··· STUDY MATERIAL

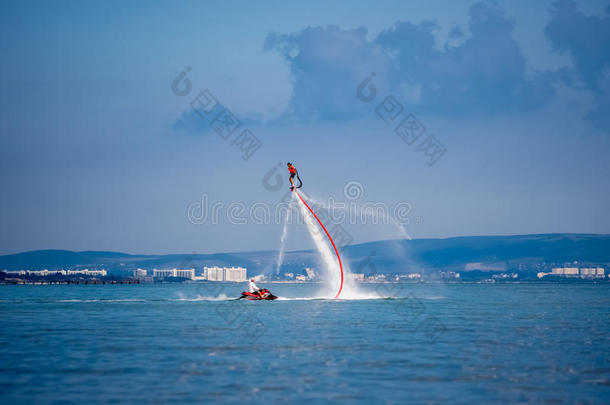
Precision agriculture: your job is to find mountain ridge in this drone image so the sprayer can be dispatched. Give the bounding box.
[1,233,609,275]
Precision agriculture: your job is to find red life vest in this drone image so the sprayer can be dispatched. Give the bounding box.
[288,165,296,174]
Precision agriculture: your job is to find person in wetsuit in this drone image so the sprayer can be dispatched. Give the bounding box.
[287,162,301,190]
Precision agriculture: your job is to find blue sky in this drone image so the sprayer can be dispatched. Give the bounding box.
[1,0,609,255]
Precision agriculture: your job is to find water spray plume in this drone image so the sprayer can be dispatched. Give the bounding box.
[294,190,344,299]
[275,205,292,274]
[301,194,412,240]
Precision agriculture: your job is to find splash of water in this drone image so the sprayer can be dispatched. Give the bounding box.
[275,205,292,274]
[304,194,412,240]
[293,192,379,299]
[294,192,340,297]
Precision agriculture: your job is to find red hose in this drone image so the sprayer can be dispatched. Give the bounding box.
[295,190,344,298]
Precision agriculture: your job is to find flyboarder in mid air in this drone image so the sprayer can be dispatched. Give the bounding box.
[287,162,302,190]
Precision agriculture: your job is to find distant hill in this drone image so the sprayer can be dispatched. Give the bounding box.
[340,233,610,273]
[1,234,609,275]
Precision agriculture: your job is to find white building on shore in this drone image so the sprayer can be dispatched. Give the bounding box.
[67,269,107,277]
[204,266,224,281]
[133,268,147,277]
[579,267,605,277]
[305,268,317,279]
[538,267,605,278]
[2,269,106,277]
[551,267,579,276]
[152,268,195,279]
[153,269,174,278]
[175,269,195,279]
[224,267,247,282]
[203,266,247,282]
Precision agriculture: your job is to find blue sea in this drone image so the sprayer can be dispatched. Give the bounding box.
[1,283,609,404]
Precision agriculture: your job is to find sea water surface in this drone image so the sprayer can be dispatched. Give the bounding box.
[1,283,609,404]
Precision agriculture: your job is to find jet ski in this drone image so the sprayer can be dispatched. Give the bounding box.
[239,289,278,300]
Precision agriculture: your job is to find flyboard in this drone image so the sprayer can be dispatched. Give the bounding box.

······

### WHAT IS BEING ASKED:
Each line from the one holding "Precision agriculture: your job is to find jet" down to the end of the records above is to be repeated exactly; no other line belongs in the reply.

### RESPONSE TO THIS EXERCISE:
Precision agriculture: your job is to find jet ski in this drone image so the sprayer can be dispatched. Give the bounding box.
[239,289,278,300]
Precision agriculture: your job is to find flyboard in this drone image so the sprayer can be dispatched. Give the bounding box.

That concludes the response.